- **Instruction 1**
Answer these questions about the profile of Robert Love Taylor:
(a) What was the name of the café a friend took him to?
(b) In what year did he drop out of the University of Oklahoma?
(c) What did the poster he found near Virginia Tech tout?

- **Text segment**
● ● ● ● ●
Author Robert Love Taylor at the 2010 Clarksville Writer's Conference
Author Robert Love Taylor at the 2010 Clarksville Writer's Conference

Born in Oklahoma City, Robert Love Taylor was introduced to jazz by a friend who took him to Ruby’s, a café where all the booths had earphones that sugared recorded jazz into your brain. Previously he had accompanied his classically trained coloratura girl friend to classical concerts, but jazz awoke a whole new side of Robert’s musical world.

During the formative years of his life, Robert Love Taylor studied accordion, saxophone, baritone saxophone, and pipe organ. He played not only in the school band but in a 16-piece dance band as well. In college, he majored in business until he hit accounting and then decided music would be a more suitable career for him.

In 1961, he dropped out of the University of Oklahoma to move to San Francisco to write poetry. It was the era of the “beat generation” and Robert didn’t’ want to be left behind. “I had read E.E. Cummings and thought to myself that this poetry gig looked easy, so I decided to give it a try,” he recalled at the Sixth Annual Clarksville Writers’ Conference. It was a time when many coffee houses featured poets and San Francisco had a radio station on Friday night that played jazz and the blues, he remembered.

He continued to take classes at San Francisco State College from 1961 to 1964.

“Eventually I went back to Oklahoma and got a Bachelor of Arts degree,” he said quietly. It was near Virginia Tech that he discovered a poster that touted “Fiddlers Convention Galax” and, after attending this mecca of bluegrass, his lifelong love of the fiddle was sealed.
● ● ● ● ●
- **Instruction 2**
List every line of the records that contains the word "grass", matching case.

- **Material to process**
● ● ● ● ●
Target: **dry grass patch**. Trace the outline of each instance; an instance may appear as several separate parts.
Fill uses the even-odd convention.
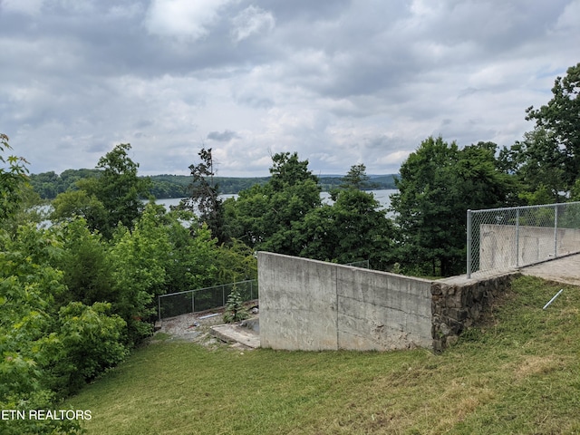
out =
[[[70,404],[87,433],[580,433],[580,291],[529,277],[440,355],[139,349]]]

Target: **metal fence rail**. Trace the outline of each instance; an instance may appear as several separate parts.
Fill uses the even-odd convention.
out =
[[[580,202],[468,210],[467,275],[580,252]]]
[[[234,289],[239,292],[244,302],[258,297],[256,279],[160,295],[158,298],[159,319],[220,308],[226,305],[227,297]]]

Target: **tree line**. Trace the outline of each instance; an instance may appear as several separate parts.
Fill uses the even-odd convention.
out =
[[[30,174],[28,180],[41,198],[54,199],[59,193],[76,190],[78,188],[77,182],[80,179],[97,178],[101,175],[102,170],[97,169],[66,169],[61,174],[54,171]],[[187,195],[189,176],[163,174],[140,177],[150,180],[148,193],[157,199],[184,198]],[[372,185],[369,188],[395,188],[395,174],[375,176],[372,179]],[[255,184],[266,183],[269,177],[216,177],[215,179],[216,182],[219,184],[219,190],[222,194],[237,194]],[[340,179],[338,176],[320,177],[319,182],[323,191],[329,191],[338,186],[341,182]]]
[[[54,409],[150,335],[159,295],[252,279],[255,253],[369,260],[418,276],[465,270],[466,210],[580,200],[580,63],[529,108],[532,131],[510,147],[425,139],[401,167],[390,210],[353,165],[323,203],[295,152],[270,177],[220,197],[211,149],[189,166],[187,198],[166,211],[120,144],[56,195],[48,217],[27,162],[0,137],[0,406]],[[387,213],[389,212],[389,213]],[[75,421],[0,421],[2,433],[79,430]]]

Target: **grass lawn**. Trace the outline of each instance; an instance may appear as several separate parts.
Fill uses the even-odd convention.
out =
[[[157,343],[67,403],[99,435],[580,433],[579,339],[580,288],[521,277],[440,355]]]

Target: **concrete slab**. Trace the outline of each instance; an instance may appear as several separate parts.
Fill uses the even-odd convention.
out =
[[[237,324],[216,324],[209,331],[215,337],[227,343],[237,342],[253,349],[260,347],[260,334]]]
[[[522,267],[519,272],[549,281],[580,285],[580,254]]]

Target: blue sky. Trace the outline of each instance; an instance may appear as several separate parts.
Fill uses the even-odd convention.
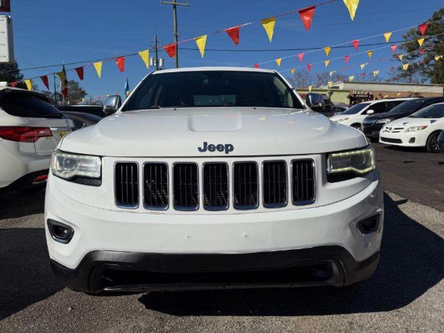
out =
[[[178,9],[179,40],[205,35],[242,23],[266,18],[280,13],[303,8],[322,2],[322,0],[190,0],[189,8]],[[14,33],[15,56],[21,68],[61,63],[87,61],[146,49],[154,43],[158,34],[161,45],[171,43],[172,9],[161,6],[156,0],[11,0]],[[341,0],[317,8],[311,28],[305,31],[296,14],[278,17],[272,43],[270,43],[259,23],[241,28],[240,43],[236,46],[223,32],[209,36],[208,49],[270,49],[328,46],[373,36],[408,26],[416,25],[430,17],[442,6],[442,0],[378,1],[361,0],[354,21],[351,21]],[[392,41],[402,40],[403,32],[393,33]],[[383,41],[382,36],[368,40],[368,43]],[[365,42],[363,41],[364,43]],[[181,44],[195,48],[190,42]],[[365,47],[359,51],[381,46]],[[207,51],[201,58],[197,50],[179,50],[181,67],[199,66],[245,66],[297,53],[298,51],[263,51],[260,52]],[[329,58],[353,54],[351,48],[332,50]],[[389,56],[390,49],[375,51],[372,60]],[[174,66],[165,52],[166,67]],[[322,61],[323,52],[305,55],[301,64]],[[340,69],[346,66],[359,65],[369,61],[366,54],[352,56],[348,64],[342,60],[332,61],[326,69],[313,65],[316,73]],[[372,63],[365,71],[387,69],[396,64],[388,61]],[[297,57],[282,60],[281,67],[270,63],[261,67],[281,70],[288,75],[290,68],[300,66]],[[67,69],[74,65],[67,66]],[[51,73],[60,67],[25,70],[25,78]],[[126,59],[126,71],[120,73],[114,61],[103,63],[102,78],[99,79],[92,66],[85,68],[85,79],[81,85],[96,98],[119,92],[121,94],[128,77],[134,87],[148,72],[138,56]],[[360,69],[345,72],[358,76]],[[382,74],[382,73],[381,73]],[[68,71],[68,79],[78,79],[74,71]],[[40,79],[33,80],[40,88]],[[52,84],[50,78],[50,85]]]

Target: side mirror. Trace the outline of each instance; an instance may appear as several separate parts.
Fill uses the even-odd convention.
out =
[[[311,109],[323,110],[325,106],[324,96],[320,94],[312,92],[307,94],[305,97],[305,102]]]
[[[103,100],[103,113],[109,115],[114,113],[122,106],[122,98],[119,95],[109,96]]]

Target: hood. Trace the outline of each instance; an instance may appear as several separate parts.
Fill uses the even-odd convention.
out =
[[[68,135],[60,149],[101,156],[208,157],[316,154],[367,144],[359,131],[311,111],[213,107],[116,114]]]

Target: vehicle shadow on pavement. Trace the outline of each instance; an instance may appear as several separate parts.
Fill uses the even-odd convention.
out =
[[[444,278],[444,239],[412,219],[385,194],[381,260],[369,279],[342,288],[150,293],[147,309],[178,316],[305,316],[387,311],[402,307]]]

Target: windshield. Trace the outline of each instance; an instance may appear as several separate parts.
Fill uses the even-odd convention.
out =
[[[123,111],[203,107],[305,108],[274,73],[204,71],[149,75]]]
[[[444,104],[434,104],[424,107],[410,116],[412,118],[442,118],[444,117]]]
[[[362,110],[365,107],[368,107],[369,105],[370,105],[369,103],[360,103],[359,104],[357,104],[356,105],[353,105],[349,109],[347,109],[343,112],[342,112],[341,114],[356,115],[357,113],[358,113],[360,111],[362,111]]]
[[[413,113],[422,107],[427,99],[412,99],[404,102],[393,108],[391,113]]]

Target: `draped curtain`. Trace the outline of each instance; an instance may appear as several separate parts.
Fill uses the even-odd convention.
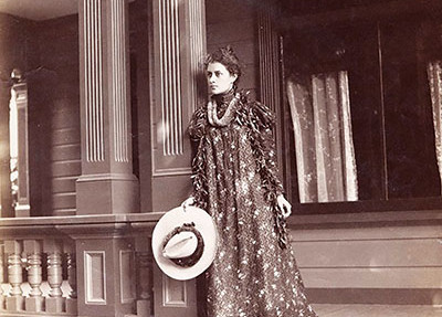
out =
[[[346,71],[288,80],[301,202],[358,200]]]
[[[433,107],[435,155],[442,186],[442,61],[430,62],[427,67],[427,73]]]

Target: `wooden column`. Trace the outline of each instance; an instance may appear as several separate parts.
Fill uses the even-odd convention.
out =
[[[42,284],[42,243],[38,240],[24,240],[23,250],[28,256],[28,282],[31,286],[29,297],[25,298],[27,311],[43,310]]]
[[[0,83],[0,216],[13,216],[11,203],[10,155],[9,155],[9,102],[11,87]]]
[[[206,8],[203,0],[152,4],[152,208],[159,211],[178,205],[191,192],[187,127],[193,110],[207,102]],[[197,316],[194,281],[171,279],[154,266],[155,316]]]
[[[178,205],[191,191],[187,127],[207,98],[204,1],[154,0],[155,101],[152,116],[152,209]],[[173,193],[170,194],[170,188]]]
[[[21,267],[22,244],[19,241],[8,240],[4,242],[4,253],[8,254],[8,282],[11,290],[7,297],[7,310],[23,310],[24,297],[20,288],[23,283],[23,272]]]
[[[11,193],[15,216],[29,216],[28,87],[14,84],[9,104]]]
[[[274,138],[277,150],[277,163],[280,168],[280,178],[284,180],[287,197],[291,197],[292,187],[288,186],[288,179],[285,161],[290,161],[288,152],[284,150],[284,108],[282,107],[282,54],[280,35],[275,29],[274,19],[278,17],[276,3],[274,0],[264,0],[259,11],[259,56],[260,56],[260,99],[267,105],[276,116],[276,128]],[[287,157],[285,157],[287,156]]]
[[[80,1],[82,176],[77,214],[138,211],[127,0]]]

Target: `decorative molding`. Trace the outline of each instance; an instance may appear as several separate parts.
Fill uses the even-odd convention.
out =
[[[9,107],[13,208],[15,216],[29,216],[31,205],[29,191],[28,86],[25,83],[12,86]]]
[[[177,281],[162,274],[162,306],[188,307],[186,281]]]
[[[84,0],[86,160],[104,161],[102,0]]]
[[[119,251],[119,293],[122,304],[133,303],[135,299],[135,272],[134,252],[131,250]]]
[[[269,11],[259,14],[259,49],[261,102],[276,112],[281,102],[278,38]]]
[[[110,1],[112,106],[114,110],[115,161],[129,161],[127,72],[126,72],[126,14],[125,1]]]
[[[106,305],[106,257],[104,251],[84,251],[85,304]]]
[[[183,154],[181,61],[178,0],[159,1],[159,64],[162,154]]]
● ● ● ● ●
- **Expected answer 1**
(a) Ruby's
(b) 1961
(c) "Fiddlers Convention Galax"

- **Expected answer 2**
Target: **dry grass patch**. Trace the outline of each instance; an instance may appear as several separate parts.
Target: **grass lawn**. Trace the outline of each instance; an instance may appear as several separate parts.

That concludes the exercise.